* **Entries shown**:
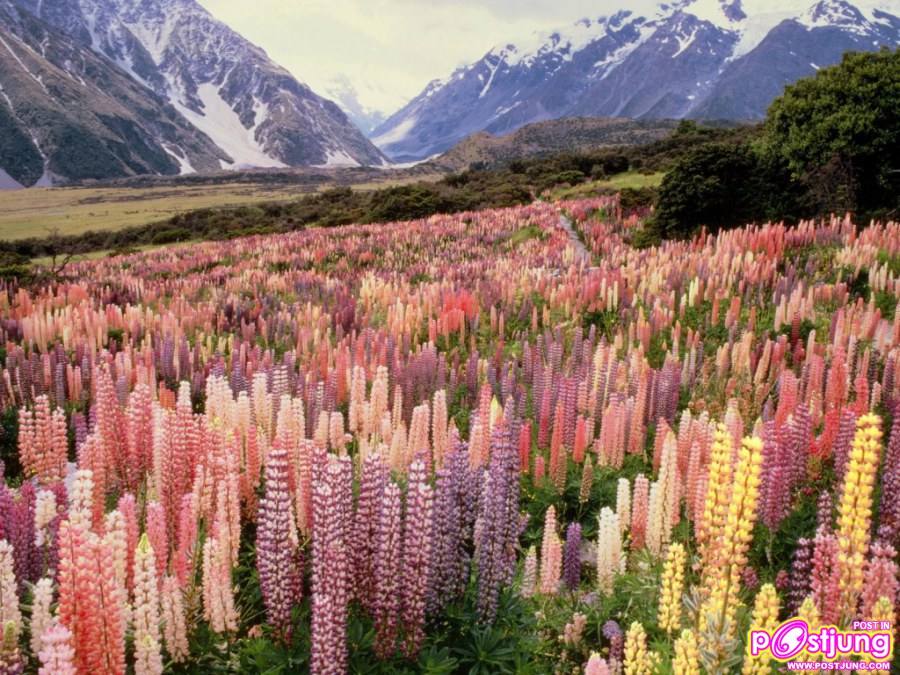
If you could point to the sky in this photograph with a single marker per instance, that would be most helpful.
(390, 49)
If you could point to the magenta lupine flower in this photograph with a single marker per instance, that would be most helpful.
(365, 528)
(881, 578)
(499, 519)
(20, 532)
(572, 556)
(331, 567)
(824, 577)
(386, 607)
(277, 552)
(416, 556)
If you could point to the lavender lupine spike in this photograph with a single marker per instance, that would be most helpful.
(499, 518)
(613, 632)
(331, 568)
(365, 528)
(445, 542)
(416, 556)
(799, 579)
(386, 607)
(277, 550)
(572, 556)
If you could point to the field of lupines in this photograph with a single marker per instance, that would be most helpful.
(457, 445)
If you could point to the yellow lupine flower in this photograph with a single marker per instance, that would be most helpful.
(809, 613)
(636, 658)
(854, 521)
(687, 654)
(716, 502)
(765, 617)
(669, 616)
(722, 576)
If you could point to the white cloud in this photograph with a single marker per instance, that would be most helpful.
(390, 49)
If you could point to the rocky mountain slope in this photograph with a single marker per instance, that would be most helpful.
(571, 134)
(711, 59)
(108, 88)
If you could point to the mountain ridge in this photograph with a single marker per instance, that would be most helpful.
(232, 106)
(711, 59)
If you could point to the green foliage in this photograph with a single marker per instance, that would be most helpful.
(717, 186)
(14, 266)
(839, 131)
(9, 451)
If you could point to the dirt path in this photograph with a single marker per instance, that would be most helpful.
(582, 255)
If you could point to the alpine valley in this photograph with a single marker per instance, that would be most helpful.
(703, 59)
(112, 88)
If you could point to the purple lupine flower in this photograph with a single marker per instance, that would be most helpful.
(842, 442)
(365, 528)
(446, 545)
(416, 555)
(277, 554)
(824, 507)
(572, 556)
(386, 607)
(331, 568)
(776, 490)
(799, 578)
(798, 444)
(613, 632)
(499, 520)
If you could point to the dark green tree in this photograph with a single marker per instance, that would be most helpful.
(715, 185)
(839, 132)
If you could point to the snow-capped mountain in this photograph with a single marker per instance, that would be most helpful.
(67, 113)
(250, 111)
(712, 59)
(356, 104)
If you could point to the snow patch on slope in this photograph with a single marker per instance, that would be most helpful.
(176, 153)
(398, 133)
(335, 158)
(224, 127)
(7, 182)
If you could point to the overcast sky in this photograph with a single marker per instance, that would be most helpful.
(390, 49)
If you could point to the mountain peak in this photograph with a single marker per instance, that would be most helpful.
(254, 111)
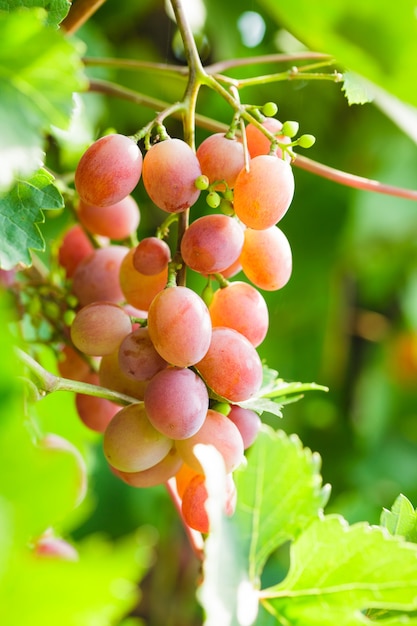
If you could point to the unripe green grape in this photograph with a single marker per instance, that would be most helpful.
(202, 182)
(269, 109)
(306, 141)
(290, 129)
(213, 199)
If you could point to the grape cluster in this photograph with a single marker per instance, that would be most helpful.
(186, 360)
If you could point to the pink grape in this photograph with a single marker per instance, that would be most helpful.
(109, 170)
(157, 474)
(266, 258)
(97, 276)
(258, 143)
(176, 402)
(220, 432)
(131, 443)
(231, 367)
(221, 159)
(263, 194)
(242, 307)
(75, 247)
(93, 411)
(170, 169)
(112, 377)
(247, 421)
(179, 325)
(151, 256)
(139, 289)
(212, 243)
(138, 358)
(116, 221)
(99, 328)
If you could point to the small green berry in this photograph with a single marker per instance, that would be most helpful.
(306, 141)
(226, 207)
(269, 109)
(290, 129)
(202, 182)
(213, 199)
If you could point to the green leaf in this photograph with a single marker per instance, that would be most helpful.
(374, 39)
(280, 492)
(21, 212)
(357, 91)
(56, 9)
(338, 572)
(401, 519)
(39, 72)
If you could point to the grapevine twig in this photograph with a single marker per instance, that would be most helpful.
(48, 383)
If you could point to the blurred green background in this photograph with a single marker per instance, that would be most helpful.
(348, 317)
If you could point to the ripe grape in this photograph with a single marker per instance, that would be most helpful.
(231, 366)
(131, 443)
(266, 258)
(97, 276)
(99, 328)
(170, 169)
(116, 221)
(75, 247)
(158, 474)
(242, 307)
(179, 325)
(140, 289)
(221, 159)
(93, 411)
(138, 358)
(176, 402)
(109, 170)
(263, 194)
(248, 423)
(151, 256)
(219, 431)
(112, 377)
(258, 143)
(212, 243)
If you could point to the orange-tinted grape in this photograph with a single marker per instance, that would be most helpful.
(231, 366)
(220, 432)
(212, 243)
(179, 325)
(140, 289)
(151, 256)
(221, 159)
(170, 169)
(263, 194)
(99, 328)
(131, 443)
(176, 402)
(116, 221)
(266, 258)
(109, 170)
(242, 307)
(97, 276)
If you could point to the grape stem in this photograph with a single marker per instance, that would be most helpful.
(47, 383)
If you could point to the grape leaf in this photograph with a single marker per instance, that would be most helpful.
(401, 519)
(280, 492)
(39, 71)
(338, 572)
(56, 9)
(356, 89)
(20, 213)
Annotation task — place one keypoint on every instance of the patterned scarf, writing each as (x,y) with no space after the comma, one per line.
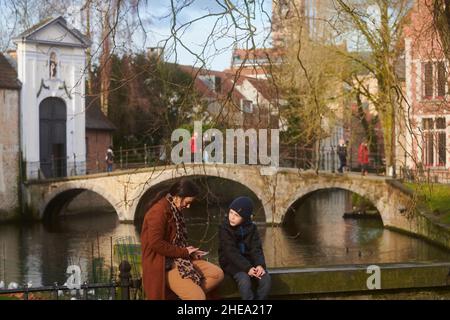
(185,266)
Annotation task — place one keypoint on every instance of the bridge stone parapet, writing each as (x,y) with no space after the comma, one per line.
(277,190)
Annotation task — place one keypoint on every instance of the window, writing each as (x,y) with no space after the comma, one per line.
(428,80)
(434,80)
(218,84)
(441,79)
(434,142)
(247,106)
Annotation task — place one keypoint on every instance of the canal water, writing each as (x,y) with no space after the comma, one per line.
(315,234)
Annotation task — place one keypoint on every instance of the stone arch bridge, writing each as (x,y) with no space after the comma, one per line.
(277,190)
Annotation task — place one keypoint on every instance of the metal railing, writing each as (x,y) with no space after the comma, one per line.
(124,288)
(290,156)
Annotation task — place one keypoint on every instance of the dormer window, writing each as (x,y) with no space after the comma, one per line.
(434,80)
(247,106)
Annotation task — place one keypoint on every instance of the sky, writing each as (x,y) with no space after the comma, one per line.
(215,49)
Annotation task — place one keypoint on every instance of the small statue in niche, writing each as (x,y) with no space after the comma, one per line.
(53,66)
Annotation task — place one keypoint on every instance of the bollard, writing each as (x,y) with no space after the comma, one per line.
(25,294)
(55,285)
(125,276)
(85,291)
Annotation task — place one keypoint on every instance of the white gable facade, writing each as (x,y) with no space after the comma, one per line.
(52,68)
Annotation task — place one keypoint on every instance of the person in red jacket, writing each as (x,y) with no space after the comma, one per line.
(363,157)
(169,264)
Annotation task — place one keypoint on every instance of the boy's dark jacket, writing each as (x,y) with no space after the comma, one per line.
(231,259)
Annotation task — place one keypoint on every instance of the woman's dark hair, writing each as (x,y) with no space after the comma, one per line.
(182,188)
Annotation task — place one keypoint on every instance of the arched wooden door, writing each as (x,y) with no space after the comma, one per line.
(52,138)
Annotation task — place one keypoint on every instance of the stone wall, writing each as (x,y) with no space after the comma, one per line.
(9,154)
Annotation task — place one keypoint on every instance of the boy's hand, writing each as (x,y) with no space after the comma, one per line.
(259,272)
(191,249)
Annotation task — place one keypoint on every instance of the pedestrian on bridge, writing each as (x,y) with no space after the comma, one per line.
(342,153)
(240,251)
(172,267)
(363,157)
(109,158)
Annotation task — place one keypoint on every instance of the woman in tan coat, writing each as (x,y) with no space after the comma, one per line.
(168,262)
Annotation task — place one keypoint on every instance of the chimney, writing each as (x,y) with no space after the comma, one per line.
(156,52)
(12,53)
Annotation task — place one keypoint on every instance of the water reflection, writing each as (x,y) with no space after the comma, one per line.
(315,234)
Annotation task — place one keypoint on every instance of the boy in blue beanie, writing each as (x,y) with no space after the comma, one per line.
(240,251)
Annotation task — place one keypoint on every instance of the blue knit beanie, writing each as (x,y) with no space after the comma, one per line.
(243,206)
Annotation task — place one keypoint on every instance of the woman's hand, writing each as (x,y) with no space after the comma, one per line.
(199,254)
(252,272)
(259,272)
(191,249)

* **Exercise details**: Include both ends. Return the line holding "of the water" and all lines after it in the records above, exactly as written.

* **Solution to this problem**:
Annotation task — place one keypoint on every instance of the water reflection, writing each as (x,y) with no space after the comma, one per line.
(315,234)
Annotation task — place one keypoint on every instance of the boy in blue beanie, writing each as (x,y) with no space after the comma, one per line.
(240,251)
Annotation task — place one keypoint on every instance of the blue knit beanie, writing each as (x,y) with no space after the comma, one per line.
(243,206)
Annotation task — place one keypoint on every instance of the woman's hand, writing each as (x,y) with no space after the comma, one per line.
(199,254)
(252,272)
(259,272)
(191,249)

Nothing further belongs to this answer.